§ JOB
Count the lines of the material below that contain the string "then", with case counting, and give only that number.

§ DATA FOR THIS TASK
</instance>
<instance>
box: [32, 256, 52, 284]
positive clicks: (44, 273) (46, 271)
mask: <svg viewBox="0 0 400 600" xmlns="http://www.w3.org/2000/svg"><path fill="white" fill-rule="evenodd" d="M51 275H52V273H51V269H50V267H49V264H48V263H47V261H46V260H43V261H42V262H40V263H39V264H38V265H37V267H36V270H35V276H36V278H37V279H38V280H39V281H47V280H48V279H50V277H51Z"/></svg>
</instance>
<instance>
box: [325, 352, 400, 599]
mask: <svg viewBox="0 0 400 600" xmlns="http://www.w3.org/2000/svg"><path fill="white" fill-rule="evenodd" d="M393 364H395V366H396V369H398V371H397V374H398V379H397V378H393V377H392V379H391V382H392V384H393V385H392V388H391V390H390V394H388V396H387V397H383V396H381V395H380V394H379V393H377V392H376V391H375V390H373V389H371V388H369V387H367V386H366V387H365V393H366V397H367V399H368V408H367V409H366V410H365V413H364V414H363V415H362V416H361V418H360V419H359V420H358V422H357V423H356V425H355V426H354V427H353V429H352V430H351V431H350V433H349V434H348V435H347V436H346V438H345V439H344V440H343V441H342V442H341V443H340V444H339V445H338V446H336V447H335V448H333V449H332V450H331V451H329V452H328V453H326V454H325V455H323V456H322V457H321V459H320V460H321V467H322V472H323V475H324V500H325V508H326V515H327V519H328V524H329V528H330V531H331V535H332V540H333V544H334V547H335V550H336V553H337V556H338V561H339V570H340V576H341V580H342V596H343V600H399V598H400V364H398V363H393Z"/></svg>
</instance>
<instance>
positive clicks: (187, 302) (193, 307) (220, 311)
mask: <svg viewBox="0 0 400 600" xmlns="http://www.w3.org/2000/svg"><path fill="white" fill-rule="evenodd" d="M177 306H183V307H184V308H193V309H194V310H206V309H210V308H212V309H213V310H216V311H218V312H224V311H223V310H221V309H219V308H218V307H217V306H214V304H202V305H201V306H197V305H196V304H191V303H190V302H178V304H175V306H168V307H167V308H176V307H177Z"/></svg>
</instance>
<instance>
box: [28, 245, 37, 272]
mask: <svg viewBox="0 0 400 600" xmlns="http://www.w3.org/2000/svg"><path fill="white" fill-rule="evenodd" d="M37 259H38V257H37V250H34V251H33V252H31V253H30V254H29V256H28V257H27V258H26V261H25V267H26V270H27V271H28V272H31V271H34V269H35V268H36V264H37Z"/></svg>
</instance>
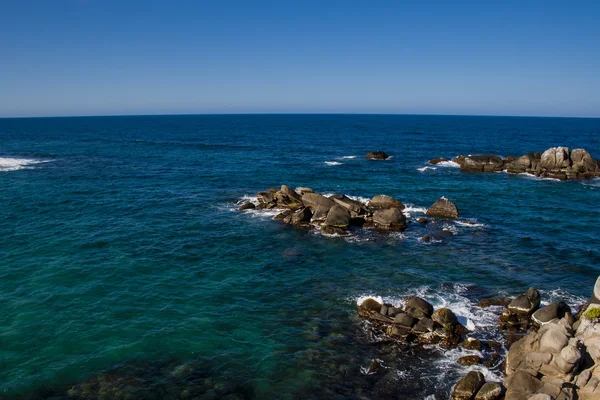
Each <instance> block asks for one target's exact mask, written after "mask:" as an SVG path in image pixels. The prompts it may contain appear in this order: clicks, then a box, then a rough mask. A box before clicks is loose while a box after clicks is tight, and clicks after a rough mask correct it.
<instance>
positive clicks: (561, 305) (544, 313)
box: [531, 301, 571, 325]
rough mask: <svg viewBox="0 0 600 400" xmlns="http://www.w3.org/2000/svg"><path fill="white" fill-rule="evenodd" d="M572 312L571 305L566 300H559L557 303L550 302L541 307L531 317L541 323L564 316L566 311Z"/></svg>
mask: <svg viewBox="0 0 600 400" xmlns="http://www.w3.org/2000/svg"><path fill="white" fill-rule="evenodd" d="M570 312H571V307H569V306H568V305H567V304H566V303H565V302H562V301H559V302H556V303H552V304H548V305H547V306H546V307H543V308H540V309H539V310H537V311H536V312H534V313H533V315H532V316H531V319H533V321H534V322H535V323H537V324H539V325H542V324H545V323H547V322H550V321H551V320H553V319H555V318H558V319H560V318H562V317H564V316H565V314H566V313H570Z"/></svg>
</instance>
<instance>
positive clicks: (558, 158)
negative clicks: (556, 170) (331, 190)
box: [539, 147, 571, 170]
mask: <svg viewBox="0 0 600 400" xmlns="http://www.w3.org/2000/svg"><path fill="white" fill-rule="evenodd" d="M570 165H571V160H570V157H569V148H568V147H552V148H550V149H548V150H546V151H544V152H543V153H542V157H541V159H540V163H539V167H540V168H542V169H548V170H552V169H561V168H567V167H569V166H570Z"/></svg>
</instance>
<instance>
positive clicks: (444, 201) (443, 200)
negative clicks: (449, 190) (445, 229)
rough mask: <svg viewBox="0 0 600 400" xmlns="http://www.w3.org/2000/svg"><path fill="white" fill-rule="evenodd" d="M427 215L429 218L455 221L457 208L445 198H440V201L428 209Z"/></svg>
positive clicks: (435, 203) (451, 202) (446, 198)
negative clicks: (452, 219) (451, 220)
mask: <svg viewBox="0 0 600 400" xmlns="http://www.w3.org/2000/svg"><path fill="white" fill-rule="evenodd" d="M427 215H428V216H430V217H442V218H452V219H457V218H458V208H457V207H456V205H455V204H454V203H453V202H451V201H450V200H448V199H447V198H445V197H442V198H441V199H439V200H438V201H436V202H435V203H433V205H432V206H431V207H429V209H428V210H427Z"/></svg>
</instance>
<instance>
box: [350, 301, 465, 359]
mask: <svg viewBox="0 0 600 400" xmlns="http://www.w3.org/2000/svg"><path fill="white" fill-rule="evenodd" d="M440 310H442V311H440ZM440 310H438V311H440V312H439V313H438V311H435V312H434V309H433V306H432V305H431V304H430V303H429V302H427V301H426V300H425V299H422V298H420V297H417V296H411V297H408V298H406V300H405V303H404V305H403V306H401V307H394V306H393V305H391V304H381V303H379V302H377V301H376V300H374V299H366V300H364V301H363V302H362V303H361V304H359V306H358V315H360V316H361V317H363V318H366V319H368V320H369V321H370V322H371V324H372V325H373V327H374V328H375V329H377V330H379V331H380V332H381V333H385V334H387V335H388V336H389V337H390V338H391V339H394V340H397V341H401V342H415V343H418V344H439V345H440V346H441V347H443V348H455V347H457V346H458V345H459V344H460V343H461V342H462V340H463V337H464V335H465V334H466V333H467V332H468V331H467V329H466V328H465V327H464V326H463V325H461V324H460V323H459V322H458V319H457V318H456V316H455V315H454V313H452V311H450V310H448V309H445V308H444V309H440ZM436 313H438V314H437V315H438V316H440V318H436V319H437V320H438V321H441V322H442V323H443V325H442V324H441V323H439V322H436V321H435V320H433V319H432V318H433V315H436Z"/></svg>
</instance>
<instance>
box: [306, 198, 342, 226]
mask: <svg viewBox="0 0 600 400" xmlns="http://www.w3.org/2000/svg"><path fill="white" fill-rule="evenodd" d="M305 196H306V195H305ZM325 225H328V226H332V227H335V228H342V229H348V228H349V227H350V213H349V212H348V210H346V209H345V208H344V207H342V206H340V205H337V204H336V205H334V206H333V207H331V208H330V209H329V212H328V213H327V218H326V219H325Z"/></svg>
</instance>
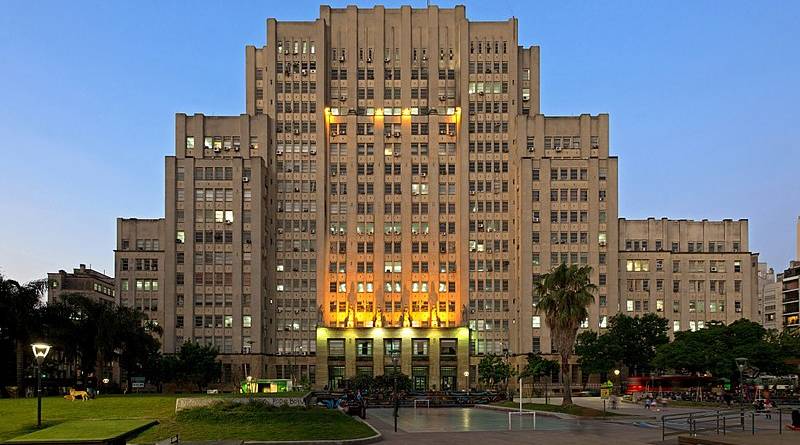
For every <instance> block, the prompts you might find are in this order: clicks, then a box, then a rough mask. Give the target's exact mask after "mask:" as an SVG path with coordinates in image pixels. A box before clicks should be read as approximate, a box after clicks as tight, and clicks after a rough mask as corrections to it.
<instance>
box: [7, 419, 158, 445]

§ WRITTEN RESPONSE
2